▶ _Work task 1_: Transcribe everything in the epistemicide text from "The term ‘epistemicide’" down to "process of calquing.".
▶ _Work task 2_:
Answer these questions from the epistemicide text:
(a) Who first coined the term "epistemicide"?
(b) At which university is Karen Bennett an Associate Professor in Translation?
(c) Which publisher issued the 2019 volume "Hybrid Englishes and the Challenges of and for Translation"?

▶ _Source document_:
The term ‘epistemicide’ was first coined by the Portuguese sociologist, Boaventura de Sousa Santos (1996, 2001, 2016) to refer to the systematic eradication of Third World knowledges by western science. It was later applied to translation by Bennett (2007, 2013, 2015) in order to describe the way that academic texts produced in non-Anglophone cultures often have to be so radically rewritten for publication in international journals that their epistemological infrastructure is effectively destroyed. The long-term consequences of this process included, it was argued, a drift towards an epistemological monoculture, as scholarly discourses in other languages assimilated to the dominant one through a process of calquing.

This argument was developed at a time when the hegemony of English appeared unassailable in the world of academic publishing and beyond. Since then, however, the trans- or multilingual paradigm (Canagarajah 2013, Blommaert 2010, Pennycook 2007, etc) has profoundly challenged this assumption. This paper focuses on how knowledge is generated and disseminated within this new paradigm and its implications for Translation Studies. Considering the prevalence, in this domain, of second-language writing, self-translation and paratranslational activities (like language revision and editing), and the demands of a readership with multilingual competence, it suggests that a much broader concept of translation might now be in order.  That is to say, in a world where English is being constantly re-forged to serve new purposes in specific communicative situations, what are the implications for the training of academic translators and junior researchers?

Bionote

Karen Bennett is Associate Professor in Translation at Nova University of Lisbon, and a researcher with the Centre for English, Translation and Anglo-Portuguese Studies (CETAPS). Her recent publications in the field of translation and knowledge include: ‘Authorship and (self) translation in academic writing: towards a genetic approach’, in Genetic Translation Criticism: Conflict and Collaboration in Liminal Spaces, A. Nunes, J. Moura & M. Pacheco Pinto, eds, Bloomsbury (2020: 179-196); ‘Foucault in English: the politics of exoticization’, Target 29/2 (2017: 224-245);  ‘Towards an epistemological monoculture: mechanisms of epistemicide in European research publication’, in English as an Academic and Research Language, R. Plo Alastrué & C. Pérez-Llantada, eds, De Gruyter Mouton (2015: 9-35), and the edited volume The Semiperiphery of Academic Writing: Discourses, Communities and Practices, London: Palgrave Macmillan (2014). She has also co-edited (with Rita Queiroz de Barros) a special issue on the subject of International English and Translation (The Translator 23/4, 2017) and a volume entitled Hybrid Englishes and the Challenges of and for Translation: Identity, Mobility and Language Change (Routledge, 2019).

▶ _Data supplied_:
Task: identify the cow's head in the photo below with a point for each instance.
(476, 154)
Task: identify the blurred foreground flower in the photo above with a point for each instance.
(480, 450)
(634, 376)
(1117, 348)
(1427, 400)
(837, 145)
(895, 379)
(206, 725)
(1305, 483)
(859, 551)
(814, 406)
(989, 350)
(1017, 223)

▶ _Task output 1_:
The term ‘epistemicide’ was first coined by the Portuguese sociologist, Boaventura de Sousa Santos (1996, 2001, 2016) to refer to the systematic eradication of Third World knowledges by western science. It was later applied to translation by Bennett (2007, 2013, 2015) in order to describe the way that academic texts produced in non-Anglophone cultures often have to be so radically rewritten for publication in international journals that their epistemological infrastructure is effectively destroyed. The long-term consequences of this process included, it was argued, a drift towards an epistemological monoculture, as scholarly discourses in other languages assimilated to the dominant one through a process of calquing.

▶ _Task output 2_:
(a) The Portuguese sociologist Boaventura de Sousa Santos.
(b) Nova University of Lisbon.
(c) Routledge.